• EXERCISE TASKS
(a) In the court order, on what date was the motion hearing held?
(b) Reproduce the court order word for word, the stretch from "ORDER RE: ECF" through "(ECF No. 158.)".

• PAGE TEXT
begin

United States District Court, D. Nevada

March 26, 2019

CARRA OTTO, et al., Plaintiffs,

          ORDER RE: ECF NO. 157


         A motion hearing was held on March 22, 2019, on Defendant Reffaciones Neumaticas La Paz, S.A., DE C.V.'s (RNP) Emergency Motion for Protective Order (ECF No. 157). Michael Pintar, Esq., appeared on behalf of Defendant RNP; Bradley Taylor, Esq., appeared by telephone on behalf of Defendant F&H Mine Supply (F&H); Stephen Balkenbush, Esq., appeared on behalf of Defendant Mid-Western, LLC (MW); and William Jeanney, Esq., appeared on behalf of Plaintiffs.

         The court scheduled a hearing on RNP's motion to address whether Plaintiffs' deposition of RNP's person most knowledgeable (PMK) had to be noticed under the Hague Convention and whether the PMK deposition should be taken in accordance with the Mexican Rules of Civil Procedure. (ECF No. 158.)

         The court also addressed Plaintiffs' opposition to RNP's motion, which opposition included a renewal of Plaintiffs' request that the deposition of RNP's PMK, a Mr. Fernandez, be taken in Reno as opposed to Matehuala, Mexico. (ECF No. 159.)

end

• EXTRACTED RECORDS
begin

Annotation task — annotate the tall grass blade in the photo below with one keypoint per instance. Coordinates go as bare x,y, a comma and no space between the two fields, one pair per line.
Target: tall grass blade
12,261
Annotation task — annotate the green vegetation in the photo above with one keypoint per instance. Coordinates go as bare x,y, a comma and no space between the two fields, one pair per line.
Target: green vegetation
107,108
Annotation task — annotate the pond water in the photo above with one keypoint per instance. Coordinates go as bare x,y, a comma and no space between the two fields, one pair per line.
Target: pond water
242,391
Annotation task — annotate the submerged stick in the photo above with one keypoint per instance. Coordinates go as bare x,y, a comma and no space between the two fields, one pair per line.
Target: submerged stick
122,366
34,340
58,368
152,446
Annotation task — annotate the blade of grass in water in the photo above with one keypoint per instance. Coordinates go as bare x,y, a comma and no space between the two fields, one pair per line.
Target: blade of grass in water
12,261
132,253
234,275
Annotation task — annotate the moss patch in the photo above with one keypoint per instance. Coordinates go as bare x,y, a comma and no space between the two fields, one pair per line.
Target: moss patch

end
begin

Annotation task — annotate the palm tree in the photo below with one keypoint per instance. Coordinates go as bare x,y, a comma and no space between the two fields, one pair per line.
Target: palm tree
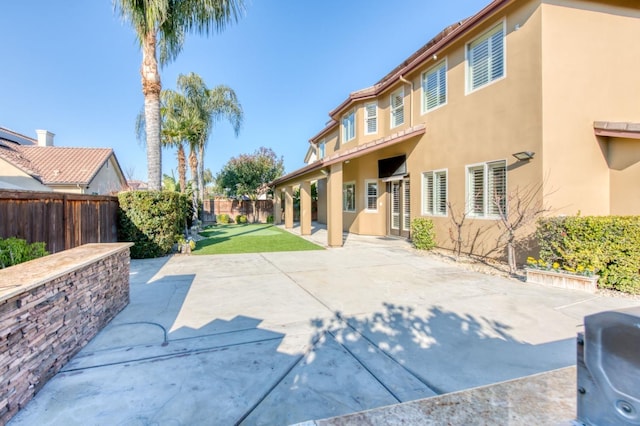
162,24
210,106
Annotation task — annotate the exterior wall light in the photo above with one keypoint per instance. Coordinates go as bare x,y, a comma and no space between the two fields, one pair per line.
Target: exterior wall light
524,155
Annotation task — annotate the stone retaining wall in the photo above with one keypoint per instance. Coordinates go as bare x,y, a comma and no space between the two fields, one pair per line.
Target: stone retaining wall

end
begin

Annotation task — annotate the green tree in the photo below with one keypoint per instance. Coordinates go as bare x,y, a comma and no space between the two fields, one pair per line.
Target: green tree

end

• RESULTS OF THE EXERCISE
(a) March 22, 2019

(b)
ORDER RE: ECF NO. 157


         A motion hearing was held on March 22, 2019, on Defendant Reffaciones Neumaticas La Paz, S.A., DE C.V.'s (RNP) Emergency Motion for Protective Order (ECF No. 157). Michael Pintar, Esq., appeared on behalf of Defendant RNP; Bradley Taylor, Esq., appeared by telephone on behalf of Defendant F&H Mine Supply (F&H); Stephen Balkenbush, Esq., appeared on behalf of Defendant Mid-Western, LLC (MW); and William Jeanney, Esq., appeared on behalf of Plaintiffs.

         The court scheduled a hearing on RNP's motion to address whether Plaintiffs' deposition of RNP's person most knowledgeable (PMK) had to be noticed under the Hague Convention and whether the PMK deposition should be taken in accordance with the Mexican Rules of Civil Procedure. (ECF No. 158.)